(Written exercise 1)
In the debate excerpt on the Inner London Education Authority, output everything from "My Lords, I" down to "for political purposes.", word for word.
**********
My Lords, I do not intend to go into the matter in the detail in which the noble Lord, Lord Hastings, has done; but, as a member of the Special Orders Committee, I accept the mild criticism of my noble friend in regard to what we did and the doubts we expressed. I would only say that what the noble Lord, Lord Hastings, has said rather contradicts his idea that this is a perfect Act. It seems to me not only that this is just one of the faults in the Act, but that the Act in itself was a mistake from the very beginning. The London County Council seemed to be functioning quite well and there was never any reason for the Party represented opposite to interfere with that situation, except for political purposes.


Has the noble Lord asked the Greater London Council whether they are of the same opinion?


Like the noble Lord, I form my own opinions on these matters, and I am quite convinced that that was the purpose of the Act. I would only say this to my noble friend when he talks about co-opted members. The Inner London Education Authority have their co-opted members; the difficulty seems to arise from the fact that they are responsible to nobody. The analogy of a local authority having co-opted members on its education committee is not mine, but where co-opted members exist on education committees in local authorities they are subject, in the end, to the approval and decisions of the full council. It seems to me that the Inner London Education Authority are not subject to the approval of anybody, and this is how the doubts arose in the minds of the Special Orders Committee.
**********
(Written exercise 2)
Extract each line of the listing below that contains the word "large", matching its case exactly.

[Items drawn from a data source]
**********
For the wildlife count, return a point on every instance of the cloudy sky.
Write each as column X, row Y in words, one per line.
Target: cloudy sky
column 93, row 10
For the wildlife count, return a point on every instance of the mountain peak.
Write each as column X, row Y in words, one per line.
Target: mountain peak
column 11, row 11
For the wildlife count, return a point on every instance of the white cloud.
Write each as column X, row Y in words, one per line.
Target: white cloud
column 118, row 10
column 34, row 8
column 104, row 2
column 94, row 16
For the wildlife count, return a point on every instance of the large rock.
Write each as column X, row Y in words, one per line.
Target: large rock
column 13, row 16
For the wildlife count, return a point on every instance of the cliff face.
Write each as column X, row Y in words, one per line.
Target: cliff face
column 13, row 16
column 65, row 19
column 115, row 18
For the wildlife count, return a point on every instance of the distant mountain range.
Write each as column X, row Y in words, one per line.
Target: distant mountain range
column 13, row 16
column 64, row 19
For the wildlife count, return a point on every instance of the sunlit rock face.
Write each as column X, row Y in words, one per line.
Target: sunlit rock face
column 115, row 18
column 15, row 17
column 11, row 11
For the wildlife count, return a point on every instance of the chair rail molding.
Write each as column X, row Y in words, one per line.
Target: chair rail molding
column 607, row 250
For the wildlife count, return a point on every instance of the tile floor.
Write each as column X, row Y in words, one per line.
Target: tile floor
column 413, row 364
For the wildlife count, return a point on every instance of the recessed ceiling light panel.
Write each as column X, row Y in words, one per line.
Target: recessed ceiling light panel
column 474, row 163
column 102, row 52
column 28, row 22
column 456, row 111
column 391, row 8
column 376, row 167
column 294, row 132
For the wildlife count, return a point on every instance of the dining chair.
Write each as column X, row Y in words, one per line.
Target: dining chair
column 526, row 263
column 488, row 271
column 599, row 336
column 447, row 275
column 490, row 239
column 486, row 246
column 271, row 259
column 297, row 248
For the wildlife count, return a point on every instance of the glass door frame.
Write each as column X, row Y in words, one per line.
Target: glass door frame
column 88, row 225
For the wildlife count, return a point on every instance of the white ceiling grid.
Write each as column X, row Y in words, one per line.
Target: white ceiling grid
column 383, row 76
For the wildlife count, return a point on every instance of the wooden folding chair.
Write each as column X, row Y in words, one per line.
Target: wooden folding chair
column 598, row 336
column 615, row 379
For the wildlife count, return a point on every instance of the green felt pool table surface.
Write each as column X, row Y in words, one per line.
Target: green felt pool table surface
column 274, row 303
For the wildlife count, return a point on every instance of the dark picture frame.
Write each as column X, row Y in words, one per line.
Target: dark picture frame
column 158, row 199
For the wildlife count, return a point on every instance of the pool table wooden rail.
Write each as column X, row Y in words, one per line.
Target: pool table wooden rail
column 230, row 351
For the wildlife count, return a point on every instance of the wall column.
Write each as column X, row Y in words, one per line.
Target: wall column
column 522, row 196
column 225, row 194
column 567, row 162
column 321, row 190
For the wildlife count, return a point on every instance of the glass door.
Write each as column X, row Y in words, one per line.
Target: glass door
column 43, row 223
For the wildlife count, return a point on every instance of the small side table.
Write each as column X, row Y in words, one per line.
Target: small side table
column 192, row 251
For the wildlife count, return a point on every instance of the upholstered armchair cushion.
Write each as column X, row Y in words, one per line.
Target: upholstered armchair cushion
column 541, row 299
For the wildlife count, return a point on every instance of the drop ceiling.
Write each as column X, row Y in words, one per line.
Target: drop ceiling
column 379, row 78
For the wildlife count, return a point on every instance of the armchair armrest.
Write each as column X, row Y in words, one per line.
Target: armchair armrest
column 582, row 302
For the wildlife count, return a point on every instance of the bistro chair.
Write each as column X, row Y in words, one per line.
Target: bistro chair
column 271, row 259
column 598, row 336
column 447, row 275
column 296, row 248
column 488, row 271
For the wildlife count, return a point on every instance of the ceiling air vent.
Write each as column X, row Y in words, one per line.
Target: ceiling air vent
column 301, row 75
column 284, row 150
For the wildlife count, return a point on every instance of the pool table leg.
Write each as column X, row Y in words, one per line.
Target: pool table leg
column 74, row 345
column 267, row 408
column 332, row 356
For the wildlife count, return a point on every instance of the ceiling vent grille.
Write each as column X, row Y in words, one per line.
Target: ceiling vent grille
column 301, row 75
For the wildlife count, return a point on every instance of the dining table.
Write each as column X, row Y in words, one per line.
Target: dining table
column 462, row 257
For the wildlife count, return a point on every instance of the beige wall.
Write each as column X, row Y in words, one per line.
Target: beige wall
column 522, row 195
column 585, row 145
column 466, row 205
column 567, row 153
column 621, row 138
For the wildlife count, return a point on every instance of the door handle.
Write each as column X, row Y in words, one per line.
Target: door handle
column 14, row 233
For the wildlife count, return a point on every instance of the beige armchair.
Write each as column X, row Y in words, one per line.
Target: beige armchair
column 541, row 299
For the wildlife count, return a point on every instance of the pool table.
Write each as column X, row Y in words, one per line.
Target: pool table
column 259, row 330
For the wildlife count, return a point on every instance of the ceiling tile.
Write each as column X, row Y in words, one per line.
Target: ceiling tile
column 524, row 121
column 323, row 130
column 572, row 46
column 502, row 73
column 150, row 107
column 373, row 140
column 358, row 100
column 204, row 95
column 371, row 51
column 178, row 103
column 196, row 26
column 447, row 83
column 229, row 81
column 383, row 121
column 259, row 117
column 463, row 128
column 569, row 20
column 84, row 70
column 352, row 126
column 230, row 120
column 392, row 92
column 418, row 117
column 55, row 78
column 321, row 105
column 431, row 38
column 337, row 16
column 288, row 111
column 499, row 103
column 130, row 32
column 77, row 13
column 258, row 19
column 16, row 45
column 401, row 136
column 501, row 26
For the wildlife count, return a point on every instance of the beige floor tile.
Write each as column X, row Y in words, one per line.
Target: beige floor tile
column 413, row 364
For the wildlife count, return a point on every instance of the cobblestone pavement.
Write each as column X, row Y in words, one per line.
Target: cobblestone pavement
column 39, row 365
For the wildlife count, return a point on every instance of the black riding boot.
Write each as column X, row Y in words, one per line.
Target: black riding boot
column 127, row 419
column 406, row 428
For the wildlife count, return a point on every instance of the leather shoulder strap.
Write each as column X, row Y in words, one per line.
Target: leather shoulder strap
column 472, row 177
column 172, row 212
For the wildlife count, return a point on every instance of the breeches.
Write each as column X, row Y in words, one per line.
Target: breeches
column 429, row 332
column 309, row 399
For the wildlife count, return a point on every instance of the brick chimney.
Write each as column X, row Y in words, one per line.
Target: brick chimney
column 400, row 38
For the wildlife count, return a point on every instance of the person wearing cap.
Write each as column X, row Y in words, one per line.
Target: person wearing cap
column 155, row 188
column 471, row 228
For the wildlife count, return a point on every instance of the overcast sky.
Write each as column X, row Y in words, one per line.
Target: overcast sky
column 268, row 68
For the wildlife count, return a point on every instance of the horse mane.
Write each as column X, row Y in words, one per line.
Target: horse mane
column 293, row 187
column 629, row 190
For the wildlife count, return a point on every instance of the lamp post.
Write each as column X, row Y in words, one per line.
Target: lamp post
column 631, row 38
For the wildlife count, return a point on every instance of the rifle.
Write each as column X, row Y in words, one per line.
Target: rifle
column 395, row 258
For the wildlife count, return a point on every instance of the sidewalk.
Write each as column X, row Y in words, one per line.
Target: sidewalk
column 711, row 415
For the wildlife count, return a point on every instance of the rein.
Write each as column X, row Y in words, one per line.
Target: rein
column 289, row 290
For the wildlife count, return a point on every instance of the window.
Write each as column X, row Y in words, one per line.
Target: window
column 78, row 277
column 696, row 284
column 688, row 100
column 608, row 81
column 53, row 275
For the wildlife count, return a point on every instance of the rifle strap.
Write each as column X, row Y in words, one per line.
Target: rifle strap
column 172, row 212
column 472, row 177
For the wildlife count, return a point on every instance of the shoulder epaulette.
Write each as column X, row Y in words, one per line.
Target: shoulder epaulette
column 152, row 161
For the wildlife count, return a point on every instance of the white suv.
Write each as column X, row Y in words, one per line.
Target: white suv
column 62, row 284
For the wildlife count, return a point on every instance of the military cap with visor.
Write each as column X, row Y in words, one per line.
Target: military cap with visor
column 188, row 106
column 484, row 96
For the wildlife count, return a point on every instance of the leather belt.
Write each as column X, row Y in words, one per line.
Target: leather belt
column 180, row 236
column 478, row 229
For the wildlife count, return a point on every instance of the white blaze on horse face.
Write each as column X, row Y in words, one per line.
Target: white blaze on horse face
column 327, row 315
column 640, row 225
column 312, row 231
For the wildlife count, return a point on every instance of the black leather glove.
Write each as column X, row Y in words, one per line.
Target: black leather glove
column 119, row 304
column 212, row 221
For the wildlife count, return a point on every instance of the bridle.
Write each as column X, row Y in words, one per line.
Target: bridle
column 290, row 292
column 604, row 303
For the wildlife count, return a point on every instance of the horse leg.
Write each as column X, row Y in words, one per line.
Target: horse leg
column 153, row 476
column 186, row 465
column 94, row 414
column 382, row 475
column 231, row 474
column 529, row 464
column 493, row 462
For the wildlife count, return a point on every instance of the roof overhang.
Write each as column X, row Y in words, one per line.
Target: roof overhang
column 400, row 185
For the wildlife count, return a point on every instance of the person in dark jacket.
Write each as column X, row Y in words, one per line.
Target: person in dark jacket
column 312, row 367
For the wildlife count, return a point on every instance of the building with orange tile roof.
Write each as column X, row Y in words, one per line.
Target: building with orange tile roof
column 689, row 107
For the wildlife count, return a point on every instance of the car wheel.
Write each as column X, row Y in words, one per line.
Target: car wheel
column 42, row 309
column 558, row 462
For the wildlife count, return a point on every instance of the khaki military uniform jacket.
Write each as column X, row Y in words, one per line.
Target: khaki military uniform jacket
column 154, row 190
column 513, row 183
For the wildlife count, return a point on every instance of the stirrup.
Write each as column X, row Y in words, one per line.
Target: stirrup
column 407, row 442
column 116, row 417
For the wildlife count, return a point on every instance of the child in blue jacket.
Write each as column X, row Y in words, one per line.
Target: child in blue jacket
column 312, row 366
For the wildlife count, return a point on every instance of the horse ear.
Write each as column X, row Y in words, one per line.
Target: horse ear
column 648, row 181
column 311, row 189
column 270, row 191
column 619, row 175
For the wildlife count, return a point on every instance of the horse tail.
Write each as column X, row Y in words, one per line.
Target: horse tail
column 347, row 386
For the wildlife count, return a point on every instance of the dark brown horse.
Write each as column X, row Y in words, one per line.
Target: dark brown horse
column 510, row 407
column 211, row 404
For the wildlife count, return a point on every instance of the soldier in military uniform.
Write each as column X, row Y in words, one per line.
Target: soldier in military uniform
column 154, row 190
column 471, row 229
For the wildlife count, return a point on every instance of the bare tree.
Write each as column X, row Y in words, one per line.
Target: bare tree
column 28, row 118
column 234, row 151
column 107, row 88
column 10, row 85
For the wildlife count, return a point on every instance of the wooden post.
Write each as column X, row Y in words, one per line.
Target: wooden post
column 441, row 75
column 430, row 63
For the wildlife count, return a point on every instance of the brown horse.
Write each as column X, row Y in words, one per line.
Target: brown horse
**********
(Exercise solution 1)
My Lords, I do not intend to go into the matter in the detail in which the noble Lord, Lord Hastings, has done; but, as a member of the Special Orders Committee, I accept the mild criticism of my noble friend in regard to what we did and the doubts we expressed. I would only say that what the noble Lord, Lord Hastings, has said rather contradicts his idea that this is a perfect Act. It seems to me not only that this is just one of the faults in the Act, but that the Act in itself was a mistake from the very beginning. The London County Council seemed to be functioning quite well and there was never any reason for the Party represented opposite to interfere with that situation, except for political purposes.

(Exercise solution 2)
For the wildlife count, return a point on every instance of the large rock.
Target: large rock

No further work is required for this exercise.